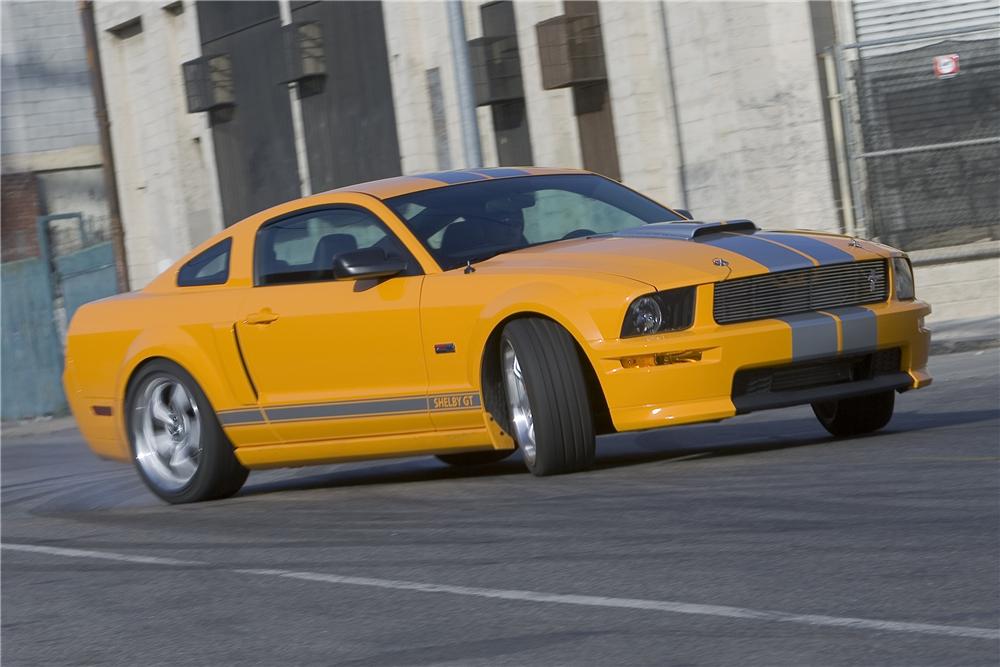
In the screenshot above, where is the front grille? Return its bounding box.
[714,259,889,324]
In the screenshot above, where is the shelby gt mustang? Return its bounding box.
[64,168,931,502]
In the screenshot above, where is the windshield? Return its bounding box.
[386,174,683,271]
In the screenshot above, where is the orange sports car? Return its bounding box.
[64,168,930,502]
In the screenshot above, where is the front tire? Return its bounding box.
[500,318,595,476]
[812,390,896,438]
[125,360,249,504]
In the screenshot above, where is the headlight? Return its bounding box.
[622,287,695,338]
[892,257,916,301]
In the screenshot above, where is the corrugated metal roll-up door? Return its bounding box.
[854,0,1000,42]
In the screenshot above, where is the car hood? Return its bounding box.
[481,221,892,290]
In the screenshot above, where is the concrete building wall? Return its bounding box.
[0,1,98,155]
[95,2,222,289]
[665,0,839,230]
[601,2,685,208]
[383,0,465,174]
[514,0,584,168]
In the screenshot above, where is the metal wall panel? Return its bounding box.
[854,0,1000,42]
[198,0,280,44]
[292,2,402,192]
[480,0,535,166]
[564,0,621,179]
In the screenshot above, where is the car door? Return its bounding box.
[236,206,432,442]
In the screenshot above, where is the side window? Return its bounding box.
[177,239,233,287]
[254,208,420,285]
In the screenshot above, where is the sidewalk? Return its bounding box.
[0,315,1000,442]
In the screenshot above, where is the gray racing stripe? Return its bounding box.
[697,234,814,271]
[755,232,854,266]
[827,306,878,352]
[267,396,427,421]
[218,409,264,426]
[777,313,837,362]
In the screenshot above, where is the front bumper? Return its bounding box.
[588,301,931,431]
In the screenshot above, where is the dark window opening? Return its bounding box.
[254,207,421,285]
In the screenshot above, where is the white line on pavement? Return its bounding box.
[0,542,208,565]
[0,544,1000,640]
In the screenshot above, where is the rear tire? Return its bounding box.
[435,449,514,468]
[812,390,896,437]
[125,359,250,504]
[500,318,595,476]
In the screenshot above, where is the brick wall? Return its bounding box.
[0,173,41,262]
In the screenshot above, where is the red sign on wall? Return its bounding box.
[934,53,958,79]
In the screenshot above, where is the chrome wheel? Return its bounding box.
[502,340,535,465]
[132,374,202,491]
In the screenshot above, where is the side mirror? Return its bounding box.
[333,248,406,280]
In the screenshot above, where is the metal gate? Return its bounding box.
[834,29,1000,250]
[0,258,66,421]
[0,213,118,421]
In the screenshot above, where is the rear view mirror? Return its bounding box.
[333,248,406,280]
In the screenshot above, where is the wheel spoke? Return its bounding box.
[170,384,191,416]
[153,431,174,459]
[170,443,198,477]
[132,373,202,490]
[149,385,173,426]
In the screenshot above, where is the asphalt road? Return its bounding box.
[0,350,1000,666]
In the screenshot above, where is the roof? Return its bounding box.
[332,167,590,199]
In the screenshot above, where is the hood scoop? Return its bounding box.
[614,220,760,241]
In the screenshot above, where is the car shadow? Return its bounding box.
[237,410,1000,497]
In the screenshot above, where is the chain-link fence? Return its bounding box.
[837,31,1000,250]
==================================================
● **Task description**: Add -117 to every bounding-box coordinate from the line containing "In the screenshot above, where is the chain-link" down to the end of the data. Reproduce each of those lines in full with the adjusted values.

● **Exercise solution**:
In the screenshot above, where is the chain-link fence? Return its bounding box.
[720,-86,883,133]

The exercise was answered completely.